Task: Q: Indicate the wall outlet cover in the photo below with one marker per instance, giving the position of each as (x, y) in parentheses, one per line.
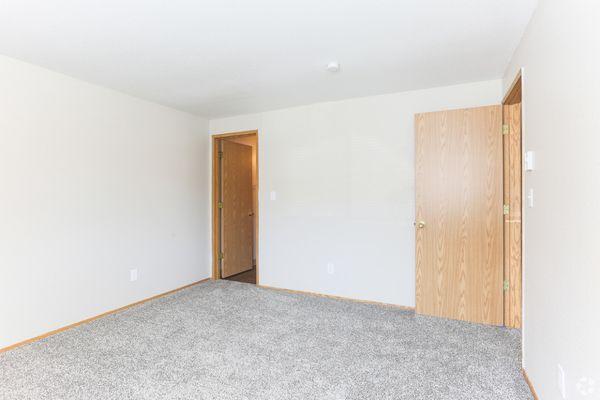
(133, 275)
(560, 375)
(330, 268)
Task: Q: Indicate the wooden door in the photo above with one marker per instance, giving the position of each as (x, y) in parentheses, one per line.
(237, 208)
(512, 220)
(459, 210)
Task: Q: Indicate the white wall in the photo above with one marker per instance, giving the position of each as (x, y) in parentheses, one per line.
(93, 183)
(344, 177)
(560, 54)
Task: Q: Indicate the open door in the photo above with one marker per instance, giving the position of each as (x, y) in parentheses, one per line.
(459, 214)
(236, 208)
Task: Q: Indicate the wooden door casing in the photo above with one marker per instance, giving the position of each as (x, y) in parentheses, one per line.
(512, 221)
(459, 251)
(237, 208)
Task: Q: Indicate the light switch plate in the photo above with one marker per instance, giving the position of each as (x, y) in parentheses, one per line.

---

■ INSTRUCTIONS FOR THE TASK:
Copy all the records above word for word, line by line, but leave out the pictures.

■ RESULT:
Task: Q: Indicate the wall outlet cover in the photo below with one marker per instance, giving the position of each as (x, y) in parentheses, one per line.
(133, 275)
(560, 375)
(330, 268)
Task: Q: Indicate the wooden door in the photo above with one marker per instance, giving the position of each as (x, y) in parentheses, one per line.
(237, 208)
(512, 220)
(459, 210)
Task: Q: Indicate the white wall in the photo above with one marker per instance, giving the position of each as (x, y) in parentheses, one per line.
(93, 183)
(344, 177)
(560, 54)
Task: Q: Indicate the open door in the photo above with one marker per instance, giving the position of each as (x, y) in parentheses, one per line.
(459, 214)
(236, 208)
Task: Q: Indicate the wooden door casing in the photo above with one marker per instance, giving the position of each as (x, y) in parentheses, one per line.
(512, 221)
(459, 251)
(237, 208)
Task: Q: Indicate the light switch plate in the photo above with one marker per instance, giving the position of each as (x, y) in parentheses, one per line.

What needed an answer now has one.